> [What is being asked]
When the line containing "Target: bus side window" appears in the entries below, begin printing there and stop after the line containing "Where can the bus passenger"; print each of those lines exactly and no other line.

> [Materials provided]
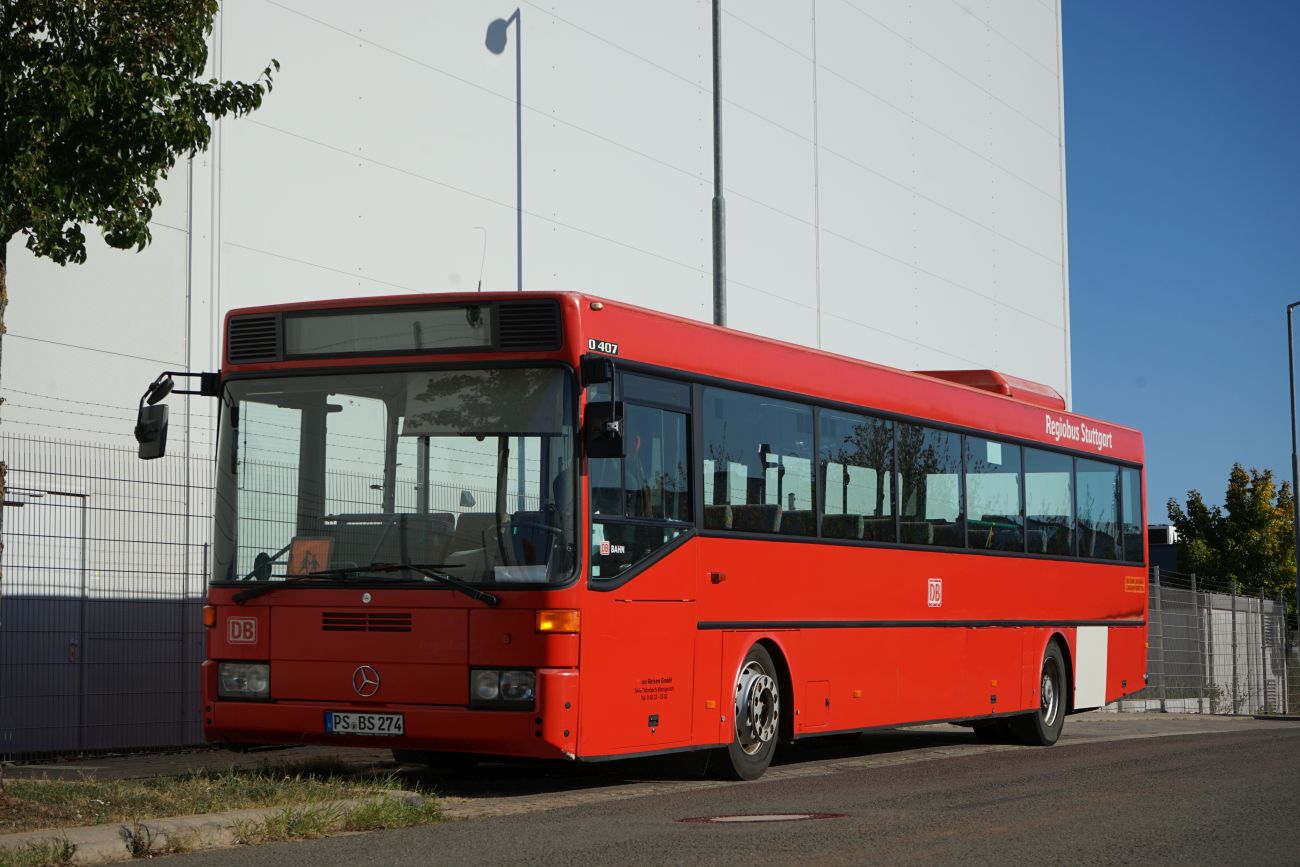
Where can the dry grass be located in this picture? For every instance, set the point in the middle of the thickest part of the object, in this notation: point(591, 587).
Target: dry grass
...
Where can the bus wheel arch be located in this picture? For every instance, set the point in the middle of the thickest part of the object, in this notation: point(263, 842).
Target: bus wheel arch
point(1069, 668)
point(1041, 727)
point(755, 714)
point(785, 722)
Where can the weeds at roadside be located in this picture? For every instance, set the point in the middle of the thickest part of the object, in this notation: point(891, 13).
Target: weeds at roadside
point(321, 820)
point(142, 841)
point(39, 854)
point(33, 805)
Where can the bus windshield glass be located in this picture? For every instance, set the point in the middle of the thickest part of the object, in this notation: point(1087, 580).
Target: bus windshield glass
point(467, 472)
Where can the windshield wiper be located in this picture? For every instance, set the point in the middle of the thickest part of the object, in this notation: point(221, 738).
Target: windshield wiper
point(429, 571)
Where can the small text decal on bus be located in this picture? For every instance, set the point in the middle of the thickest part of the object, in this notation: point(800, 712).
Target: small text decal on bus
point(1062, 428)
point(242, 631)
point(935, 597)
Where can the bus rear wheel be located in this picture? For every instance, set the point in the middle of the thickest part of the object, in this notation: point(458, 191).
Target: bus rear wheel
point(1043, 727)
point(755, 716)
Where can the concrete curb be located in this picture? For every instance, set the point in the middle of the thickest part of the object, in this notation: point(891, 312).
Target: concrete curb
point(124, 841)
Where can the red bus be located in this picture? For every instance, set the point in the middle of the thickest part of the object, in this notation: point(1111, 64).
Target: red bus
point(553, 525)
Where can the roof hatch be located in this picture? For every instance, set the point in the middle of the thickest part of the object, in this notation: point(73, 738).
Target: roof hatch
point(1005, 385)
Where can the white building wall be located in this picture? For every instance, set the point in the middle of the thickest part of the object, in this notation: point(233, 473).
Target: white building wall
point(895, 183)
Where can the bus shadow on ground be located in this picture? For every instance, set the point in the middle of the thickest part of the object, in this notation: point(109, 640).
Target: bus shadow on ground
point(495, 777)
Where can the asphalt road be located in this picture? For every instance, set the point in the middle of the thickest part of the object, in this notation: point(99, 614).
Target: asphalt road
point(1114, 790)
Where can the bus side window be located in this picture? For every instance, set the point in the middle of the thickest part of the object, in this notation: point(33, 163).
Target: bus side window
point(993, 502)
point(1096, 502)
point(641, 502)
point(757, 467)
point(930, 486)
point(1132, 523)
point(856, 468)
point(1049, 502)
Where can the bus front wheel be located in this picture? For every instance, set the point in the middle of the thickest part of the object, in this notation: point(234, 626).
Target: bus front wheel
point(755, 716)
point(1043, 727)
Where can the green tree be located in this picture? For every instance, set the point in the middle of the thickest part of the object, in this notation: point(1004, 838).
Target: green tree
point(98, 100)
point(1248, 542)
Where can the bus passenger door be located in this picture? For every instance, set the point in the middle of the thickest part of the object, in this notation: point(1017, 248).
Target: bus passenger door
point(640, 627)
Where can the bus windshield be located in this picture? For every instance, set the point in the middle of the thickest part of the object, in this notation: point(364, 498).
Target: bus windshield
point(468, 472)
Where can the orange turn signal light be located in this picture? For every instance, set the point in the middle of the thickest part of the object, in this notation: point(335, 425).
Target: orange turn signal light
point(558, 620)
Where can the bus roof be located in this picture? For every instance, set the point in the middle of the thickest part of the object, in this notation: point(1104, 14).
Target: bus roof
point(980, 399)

> [Your solution]
Target: bus side window
point(993, 502)
point(1096, 502)
point(641, 502)
point(757, 467)
point(930, 486)
point(1132, 523)
point(856, 468)
point(1049, 502)
Where can the bus front wheel be located in this picture? For every instance, set the point in the middle of the thickest part of the object, in this notation: point(234, 626).
Target: bus front wheel
point(755, 716)
point(1043, 727)
Where can the green tree be located in this picture? For every instance, set the point in the middle of the thickest part of the object, in this notation: point(1004, 838).
Target: green tree
point(98, 100)
point(1248, 542)
Where can the bus passenger door be located in this picture? For every instance, set the point in the middle of the thickest part of the object, in this notation: point(1017, 248).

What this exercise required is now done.